╭─ TRECHO SELECIONADO
A avalanche de indicadores positivos durante o governo Lula soterrou o pessimismo. A retomada do crescimento econômico veio acompanhada de inflação cadente e sob controle, acrescida de inédito aumento na massa de rendimento do trabalho. Em particular, o salário mínimo real dos empregados formais aumentou em 54%, entre 2002 e 2010, estendendo-se o número de trabalhadores com carteira assinada a mais da metade da população economicamente ocupada (Dieese: Política de Valorização do Salário Mínimo, in: Nota Técnica n˚ 86, São Paulo, 2010). Foram mais 15 milhões de brasileiros a obter empregos com direitos trabalhistas reconhecidos (Caged, novembro 2010). Naturalmente, também cresceu o número de assistidos pelo sistema da Previdência Social. A curva do desemprego, outro fantasma da excessiva prudência conservadora, apresentou uma evolução favorável, com taxas cadentes desde 2005 até o recorde favorável de 2010, quando a taxa de desocupação foi reduzida a 5,9% da população economicamente ativa.

Vale registrar que o desmonte das hipóteses econômicas sombrias se processou com crescente e pacífica participação nos assuntos públicos por parte de todos que o desejaram. Não houve qualquer repressão oficial a movimentos populares, opiniões ou manifestações políticas. Nenhum grupo social popular ou conservador teve cerceados ou amputados direitos de expressão pública. Ao contrário, entre 2003 e 2009, foram promovidas 59 conferências nacionais sobre os mais variados temas, com o envolvimento de mais de 4 milhões de pessoas, ademais da criação ou reorganização de 18 conselhos para tratamento de problemas históricos da população (Secretaria de Comunicação Social da Presidência da República, Caderno Destaques, novembro/dezembro 2009, Brasília).
╰─
╭─ DADOS EXTRAÍDOS
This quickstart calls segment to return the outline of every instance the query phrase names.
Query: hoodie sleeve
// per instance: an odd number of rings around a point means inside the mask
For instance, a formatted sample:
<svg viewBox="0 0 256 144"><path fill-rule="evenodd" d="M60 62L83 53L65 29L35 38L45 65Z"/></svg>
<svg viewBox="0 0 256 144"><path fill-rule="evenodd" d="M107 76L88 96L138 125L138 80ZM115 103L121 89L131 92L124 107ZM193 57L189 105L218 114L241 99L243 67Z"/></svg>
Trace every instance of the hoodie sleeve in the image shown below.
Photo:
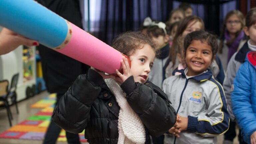
<svg viewBox="0 0 256 144"><path fill-rule="evenodd" d="M233 113L232 109L230 93L231 91L231 86L233 84L234 79L236 76L236 72L238 70L238 69L236 67L238 64L236 64L235 60L236 53L235 53L233 55L228 63L226 76L224 79L224 81L223 84L223 88L224 90L225 96L227 100L227 106L228 110L228 113L230 119L232 121L234 121L235 118Z"/></svg>
<svg viewBox="0 0 256 144"><path fill-rule="evenodd" d="M228 129L229 116L227 109L222 87L215 80L209 80L210 87L209 105L206 115L189 116L187 130L205 137L221 135Z"/></svg>
<svg viewBox="0 0 256 144"><path fill-rule="evenodd" d="M102 77L91 69L88 76L79 76L55 107L53 121L69 132L82 132L87 126L91 107L99 95L99 86L103 82Z"/></svg>
<svg viewBox="0 0 256 144"><path fill-rule="evenodd" d="M149 84L153 84L135 83L132 76L123 83L121 87L127 94L128 103L150 134L158 137L174 125L176 113L161 89L158 88L159 91L155 91L146 86Z"/></svg>

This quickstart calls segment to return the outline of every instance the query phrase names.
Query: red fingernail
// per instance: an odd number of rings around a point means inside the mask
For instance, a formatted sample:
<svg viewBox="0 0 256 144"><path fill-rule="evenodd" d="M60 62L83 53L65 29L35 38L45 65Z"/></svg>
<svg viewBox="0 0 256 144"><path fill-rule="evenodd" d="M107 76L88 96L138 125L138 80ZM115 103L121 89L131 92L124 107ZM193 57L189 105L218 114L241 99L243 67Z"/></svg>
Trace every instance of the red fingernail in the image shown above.
<svg viewBox="0 0 256 144"><path fill-rule="evenodd" d="M39 45L39 44L36 42L34 42L33 43L33 45L38 46Z"/></svg>

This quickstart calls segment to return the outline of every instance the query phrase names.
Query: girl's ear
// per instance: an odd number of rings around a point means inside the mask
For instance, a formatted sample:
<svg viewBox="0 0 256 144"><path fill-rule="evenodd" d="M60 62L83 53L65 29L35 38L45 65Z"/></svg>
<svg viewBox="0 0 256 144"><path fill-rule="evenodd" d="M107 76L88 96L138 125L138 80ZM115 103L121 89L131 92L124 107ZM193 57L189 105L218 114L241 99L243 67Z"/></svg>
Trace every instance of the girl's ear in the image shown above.
<svg viewBox="0 0 256 144"><path fill-rule="evenodd" d="M213 56L212 59L212 62L215 59L215 58L216 57L216 55L214 55Z"/></svg>
<svg viewBox="0 0 256 144"><path fill-rule="evenodd" d="M183 57L184 59L185 59L186 58L186 51L185 51L185 50L183 49L182 50L182 55L183 56Z"/></svg>
<svg viewBox="0 0 256 144"><path fill-rule="evenodd" d="M247 26L244 27L244 31L245 34L248 36L249 36L250 33L249 33L249 28Z"/></svg>
<svg viewBox="0 0 256 144"><path fill-rule="evenodd" d="M165 36L164 37L164 42L166 43L168 42L168 41L169 41L169 35L168 34L166 34Z"/></svg>

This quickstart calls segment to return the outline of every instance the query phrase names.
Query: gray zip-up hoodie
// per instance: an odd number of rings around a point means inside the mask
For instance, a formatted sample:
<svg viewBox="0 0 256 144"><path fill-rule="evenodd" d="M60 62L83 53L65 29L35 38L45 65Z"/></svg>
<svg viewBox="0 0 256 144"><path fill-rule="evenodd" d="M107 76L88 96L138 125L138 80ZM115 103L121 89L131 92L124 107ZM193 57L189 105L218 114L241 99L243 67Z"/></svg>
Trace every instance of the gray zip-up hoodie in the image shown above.
<svg viewBox="0 0 256 144"><path fill-rule="evenodd" d="M253 48L250 48L248 41L238 52L235 53L230 58L228 63L226 73L226 76L223 82L223 88L227 100L227 105L230 119L232 121L235 119L232 110L231 104L231 92L234 88L232 86L233 81L240 66L245 61L246 54L250 50L255 51Z"/></svg>
<svg viewBox="0 0 256 144"><path fill-rule="evenodd" d="M178 71L182 74L166 79L163 89L177 114L188 117L188 127L180 133L180 138L169 136L165 142L217 143L216 136L225 133L229 123L222 86L214 79L210 70L192 77L185 74L186 68Z"/></svg>

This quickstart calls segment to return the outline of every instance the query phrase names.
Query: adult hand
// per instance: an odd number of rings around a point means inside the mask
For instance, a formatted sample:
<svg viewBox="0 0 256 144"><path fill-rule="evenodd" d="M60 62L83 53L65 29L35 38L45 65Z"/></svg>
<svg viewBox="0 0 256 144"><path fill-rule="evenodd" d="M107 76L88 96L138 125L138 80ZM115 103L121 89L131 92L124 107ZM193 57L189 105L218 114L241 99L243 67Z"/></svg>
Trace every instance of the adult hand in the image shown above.
<svg viewBox="0 0 256 144"><path fill-rule="evenodd" d="M94 68L92 67L91 67L91 69L92 69L93 70L96 71L98 72L99 74L102 77L103 77L103 79L107 79L108 78L114 78L114 79L115 77L115 76L113 76L113 75L108 75L108 74L105 74L105 73L104 72L103 72L102 71L101 71L98 69L96 69L95 68Z"/></svg>
<svg viewBox="0 0 256 144"><path fill-rule="evenodd" d="M4 28L0 32L0 55L7 53L20 45L38 46L37 41L31 40Z"/></svg>
<svg viewBox="0 0 256 144"><path fill-rule="evenodd" d="M256 144L256 131L251 135L251 144Z"/></svg>
<svg viewBox="0 0 256 144"><path fill-rule="evenodd" d="M116 80L121 84L132 75L131 73L128 60L124 56L123 56L123 59L121 60L121 64L123 74L122 74L117 69L116 70L116 73L118 76L118 77L116 78Z"/></svg>

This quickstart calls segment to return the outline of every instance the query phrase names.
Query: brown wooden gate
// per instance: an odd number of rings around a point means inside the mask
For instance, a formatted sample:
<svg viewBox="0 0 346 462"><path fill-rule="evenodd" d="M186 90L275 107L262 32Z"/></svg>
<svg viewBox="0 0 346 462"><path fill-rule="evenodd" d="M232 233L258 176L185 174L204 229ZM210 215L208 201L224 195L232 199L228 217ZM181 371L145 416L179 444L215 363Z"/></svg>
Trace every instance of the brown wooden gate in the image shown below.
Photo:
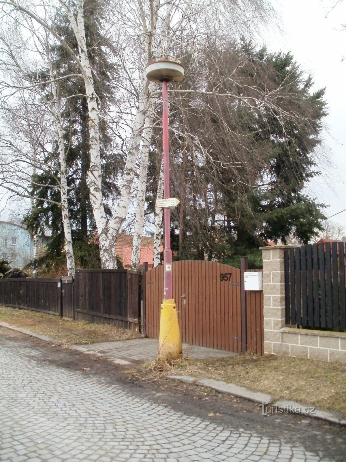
╰─
TAREFAS PROPOSTAS:
- A) No trecho sobre o governo Lula, a que percentual da população economicamente ativa foi reduzida a taxa de desocupação em 2010?
- B) No trecho sobre o governo Lula, reescreva a parte que vai de "Vale registrar que" a "novembro/dezembro 2009, Brasília).", trocando "repressão" por "censura".

RESPOSTAS DAS TAREFAS:
- A) A 5,9% da população economicamente ativa.

- B)
Vale registrar que o desmonte das hipóteses econômicas sombrias se processou com crescente e pacífica participação nos assuntos públicos por parte de todos que o desejaram. Não houve qualquer censura oficial a movimentos populares, opiniões ou manifestações políticas. Nenhum grupo social popular ou conservador teve cerceados ou amputados direitos de expressão pública. Ao contrário, entre 2003 e 2009, foram promovidas 59 conferências nacionais sobre os mais variados temas, com o envolvimento de mais de 4 milhões de pessoas, ademais da criação ou reorganização de 18 conselhos para tratamento de problemas históricos da população (Secretaria de Comunicação Social da Presidência da República, Caderno Destaques, novembro/dezembro 2009, Brasília).